Entries for pointing and labeling
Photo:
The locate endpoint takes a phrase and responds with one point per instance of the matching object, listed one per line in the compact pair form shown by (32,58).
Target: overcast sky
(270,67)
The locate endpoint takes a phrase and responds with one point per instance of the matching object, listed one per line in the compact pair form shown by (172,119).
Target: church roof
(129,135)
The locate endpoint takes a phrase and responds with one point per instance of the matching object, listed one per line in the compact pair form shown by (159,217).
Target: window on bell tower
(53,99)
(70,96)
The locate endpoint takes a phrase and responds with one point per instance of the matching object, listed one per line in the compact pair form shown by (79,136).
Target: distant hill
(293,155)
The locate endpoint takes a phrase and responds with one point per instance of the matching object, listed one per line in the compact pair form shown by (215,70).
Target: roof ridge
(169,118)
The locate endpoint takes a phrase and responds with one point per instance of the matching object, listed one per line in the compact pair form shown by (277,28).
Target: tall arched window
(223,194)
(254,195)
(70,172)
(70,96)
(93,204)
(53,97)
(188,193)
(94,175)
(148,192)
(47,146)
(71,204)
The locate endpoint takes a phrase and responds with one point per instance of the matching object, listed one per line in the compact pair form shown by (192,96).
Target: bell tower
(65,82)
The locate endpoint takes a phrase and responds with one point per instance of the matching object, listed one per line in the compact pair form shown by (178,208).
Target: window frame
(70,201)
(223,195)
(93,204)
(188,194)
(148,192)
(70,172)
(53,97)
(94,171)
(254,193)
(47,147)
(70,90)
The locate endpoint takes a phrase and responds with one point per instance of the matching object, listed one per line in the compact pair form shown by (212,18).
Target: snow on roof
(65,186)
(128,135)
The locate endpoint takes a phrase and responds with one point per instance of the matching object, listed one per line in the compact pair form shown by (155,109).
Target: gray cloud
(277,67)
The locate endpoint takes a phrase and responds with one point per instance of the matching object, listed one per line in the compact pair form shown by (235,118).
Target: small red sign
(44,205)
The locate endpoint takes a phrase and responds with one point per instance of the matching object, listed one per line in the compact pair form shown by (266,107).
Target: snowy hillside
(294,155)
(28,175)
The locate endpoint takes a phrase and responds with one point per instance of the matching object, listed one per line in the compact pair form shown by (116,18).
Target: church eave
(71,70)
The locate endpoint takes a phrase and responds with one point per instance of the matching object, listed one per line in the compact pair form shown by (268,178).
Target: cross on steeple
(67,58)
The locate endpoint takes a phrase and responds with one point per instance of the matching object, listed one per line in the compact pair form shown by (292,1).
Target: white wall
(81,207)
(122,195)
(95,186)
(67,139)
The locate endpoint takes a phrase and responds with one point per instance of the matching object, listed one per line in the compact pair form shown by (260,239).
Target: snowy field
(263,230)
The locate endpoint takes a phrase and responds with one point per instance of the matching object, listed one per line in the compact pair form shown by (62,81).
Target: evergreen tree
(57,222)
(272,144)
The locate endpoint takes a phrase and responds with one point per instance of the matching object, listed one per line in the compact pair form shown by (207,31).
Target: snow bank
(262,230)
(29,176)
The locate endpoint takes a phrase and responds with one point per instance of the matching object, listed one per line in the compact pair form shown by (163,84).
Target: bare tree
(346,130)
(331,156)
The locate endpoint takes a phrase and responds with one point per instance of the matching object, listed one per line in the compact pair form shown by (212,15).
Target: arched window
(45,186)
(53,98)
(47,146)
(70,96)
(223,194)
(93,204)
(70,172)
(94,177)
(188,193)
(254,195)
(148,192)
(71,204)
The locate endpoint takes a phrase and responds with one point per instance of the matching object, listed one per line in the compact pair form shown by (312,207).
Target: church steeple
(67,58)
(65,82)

Given exercise:
Render all of the material above as a numbered list, leaving out any blank lines.

Exercise output:
1. Photo:
2. The locate endpoint takes a phrase and responds with one point per instance of the matching object, listed one per line in the compact pair form shown by (32,58).
3. Target: overcast sky
4. (270,67)
5. The locate endpoint takes a phrase and responds with one point per instance of the matching object, listed one per line in the compact pair form shown by (172,119).
6. Target: church roof
7. (129,135)
8. The locate endpoint takes a phrase and responds with one point per instance of the matching object, listed one per line in the compact pair form shown by (159,217).
9. Target: window on bell tower
10. (53,99)
11. (70,96)
12. The locate endpoint takes a phrase and responds with one point per instance of the matching object, listed one per line in the compact pair form shown by (79,136).
13. Target: distant hill
14. (293,155)
15. The locate endpoint takes a phrase and responds with one point per instance of the matching object, listed one per line in the compact pair form shown by (215,70).
16. Target: roof ridge
17. (169,118)
18. The locate endpoint takes a phrase and responds with one point per instance of the matching object, listed one per line in the compact pair form shown by (277,28).
19. Target: tall arched window
20. (223,194)
21. (254,195)
22. (70,172)
23. (70,96)
24. (93,204)
25. (53,97)
26. (188,193)
27. (94,175)
28. (148,192)
29. (47,146)
30. (71,204)
31. The locate endpoint takes a phrase and responds with one point per instance of the matching object, listed one per line in the compact pair form shown by (192,96).
32. Target: bell tower
33. (65,82)
34. The locate endpoint takes a phrase and responds with one point per instance of the matching object, listed one per line in the compact pair form shown by (178,208).
35. Target: window frame
36. (70,201)
37. (223,195)
38. (93,204)
39. (188,194)
40. (148,192)
41. (70,172)
42. (53,97)
43. (94,171)
44. (254,193)
45. (47,147)
46. (70,90)
47. The locate endpoint takes a phrase and responds with one point per instance of the matching object, listed one per line in the compact pair form shown by (212,18).
48. Target: snow on roof
49. (65,186)
50. (128,135)
51. The locate endpoint takes a phrase and responds with one point per instance of the matching object, listed one per line in the compact pair form shown by (155,109).
52. Target: gray cloud
53. (277,67)
54. The locate endpoint takes a phrase and responds with one point per instance of the matching object, listed one per line in the compact pair form shown by (235,118).
55. Target: small red sign
56. (44,205)
57. The locate endpoint takes a phrase and responds with one point per instance of the matching object, listed one per line in the compact pair form shown by (266,107).
58. Target: snowy hillside
59. (294,155)
60. (28,175)
61. The locate endpoint takes a phrase and responds with one point per instance of the matching object, listed one per line in the compact pair form shown by (116,18).
62. Target: church eave
63. (71,70)
64. The locate endpoint takes a phrase and responds with one point per instance of the matching object, listed one per line in the compact pair form shown by (268,178).
65. Target: cross on steeple
66. (67,58)
67. The locate endpoint takes a phrase and responds with one point per instance of the matching object, listed one per line in the compact pair form shown by (292,1).
68. Target: white wall
69. (81,207)
70. (122,195)
71. (95,186)
72. (67,139)
73. The locate endpoint takes a phrase and responds with one point per instance of the matching object, listed one per line in the compact pair form shown by (260,239).
74. Target: snowy field
75. (263,230)
76. The locate endpoint takes a phrase and responds with one point per instance of the matching object, listed one per line in the compact pair form shown by (62,81).
77. Target: evergreen tree
78. (57,222)
79. (272,144)
80. The locate endpoint takes a phrase and responds with one point per instance of the matching object, listed one per line in the compact pair form shown by (207,31).
81. Target: snow bank
82. (262,230)
83. (29,176)
84. The locate endpoint takes a phrase and responds with one point per instance of the matching object, listed one per line in the compact pair form shown by (163,84).
85. Target: bare tree
86. (346,130)
87. (331,156)
88. The locate endpoint takes a phrase and responds with one point per instance of the matching object, listed one per line in the compact pair form shown by (212,15).
89. Target: arched window
90. (45,186)
91. (53,98)
92. (47,146)
93. (70,96)
94. (223,194)
95. (93,204)
96. (70,172)
97. (94,177)
98. (188,193)
99. (254,195)
100. (148,192)
101. (71,204)
102. The locate endpoint takes a phrase and responds with one point per instance of the matching object, listed one per line in the compact pair form shown by (312,207).
103. Target: church steeple
104. (67,58)
105. (65,82)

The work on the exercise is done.